Data supplied:
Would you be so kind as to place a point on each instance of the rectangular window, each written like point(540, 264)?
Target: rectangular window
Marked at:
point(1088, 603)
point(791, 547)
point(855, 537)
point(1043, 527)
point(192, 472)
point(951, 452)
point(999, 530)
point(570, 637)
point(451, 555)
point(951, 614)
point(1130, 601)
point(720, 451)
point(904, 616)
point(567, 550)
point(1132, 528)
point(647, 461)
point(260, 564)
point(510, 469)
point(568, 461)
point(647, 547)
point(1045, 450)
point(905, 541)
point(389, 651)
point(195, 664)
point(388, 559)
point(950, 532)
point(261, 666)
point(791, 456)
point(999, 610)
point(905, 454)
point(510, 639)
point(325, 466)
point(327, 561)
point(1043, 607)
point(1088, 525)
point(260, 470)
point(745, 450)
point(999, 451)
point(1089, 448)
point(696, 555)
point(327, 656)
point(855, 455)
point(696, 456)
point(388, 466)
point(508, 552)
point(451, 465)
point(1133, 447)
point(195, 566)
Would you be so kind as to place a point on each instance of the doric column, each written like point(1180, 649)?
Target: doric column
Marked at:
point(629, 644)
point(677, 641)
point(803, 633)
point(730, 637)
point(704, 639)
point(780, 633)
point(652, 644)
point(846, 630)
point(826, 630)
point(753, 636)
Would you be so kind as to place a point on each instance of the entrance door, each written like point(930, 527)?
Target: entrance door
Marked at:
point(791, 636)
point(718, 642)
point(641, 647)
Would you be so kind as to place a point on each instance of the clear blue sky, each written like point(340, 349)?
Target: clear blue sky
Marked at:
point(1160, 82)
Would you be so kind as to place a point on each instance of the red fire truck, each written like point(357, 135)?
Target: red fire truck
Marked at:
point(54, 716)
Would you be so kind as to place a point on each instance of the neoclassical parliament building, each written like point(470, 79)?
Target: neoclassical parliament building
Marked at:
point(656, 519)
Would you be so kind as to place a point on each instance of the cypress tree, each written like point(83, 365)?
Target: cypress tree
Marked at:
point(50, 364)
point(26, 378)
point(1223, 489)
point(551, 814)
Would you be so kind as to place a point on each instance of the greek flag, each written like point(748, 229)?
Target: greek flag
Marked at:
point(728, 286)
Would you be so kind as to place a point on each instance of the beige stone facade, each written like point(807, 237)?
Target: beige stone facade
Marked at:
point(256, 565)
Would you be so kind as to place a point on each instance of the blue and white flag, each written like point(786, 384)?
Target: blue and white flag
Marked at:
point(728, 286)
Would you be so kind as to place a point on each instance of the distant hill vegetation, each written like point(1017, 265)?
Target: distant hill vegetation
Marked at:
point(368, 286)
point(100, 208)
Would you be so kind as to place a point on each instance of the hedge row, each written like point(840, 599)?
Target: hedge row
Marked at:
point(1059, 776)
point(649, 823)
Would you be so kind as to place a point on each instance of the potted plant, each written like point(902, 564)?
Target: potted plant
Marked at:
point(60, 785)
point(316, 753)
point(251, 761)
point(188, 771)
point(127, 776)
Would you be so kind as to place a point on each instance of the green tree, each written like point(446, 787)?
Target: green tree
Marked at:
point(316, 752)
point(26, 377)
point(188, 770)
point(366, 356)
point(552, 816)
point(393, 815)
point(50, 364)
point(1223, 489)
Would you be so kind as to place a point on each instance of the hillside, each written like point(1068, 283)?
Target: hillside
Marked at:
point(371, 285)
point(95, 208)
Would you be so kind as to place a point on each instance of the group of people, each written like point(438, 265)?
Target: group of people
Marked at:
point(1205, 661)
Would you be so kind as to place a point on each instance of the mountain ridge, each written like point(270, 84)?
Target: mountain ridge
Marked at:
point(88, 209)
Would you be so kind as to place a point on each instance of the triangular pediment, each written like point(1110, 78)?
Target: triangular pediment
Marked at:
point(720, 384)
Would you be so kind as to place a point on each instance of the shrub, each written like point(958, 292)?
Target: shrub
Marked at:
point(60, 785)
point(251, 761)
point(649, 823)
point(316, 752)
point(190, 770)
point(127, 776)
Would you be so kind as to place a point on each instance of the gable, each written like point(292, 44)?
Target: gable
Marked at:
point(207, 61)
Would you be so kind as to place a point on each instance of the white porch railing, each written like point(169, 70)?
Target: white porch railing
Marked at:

Work instruction: Only a number is expected here: how many lines above contain the word "people".

Answer to this exercise: 2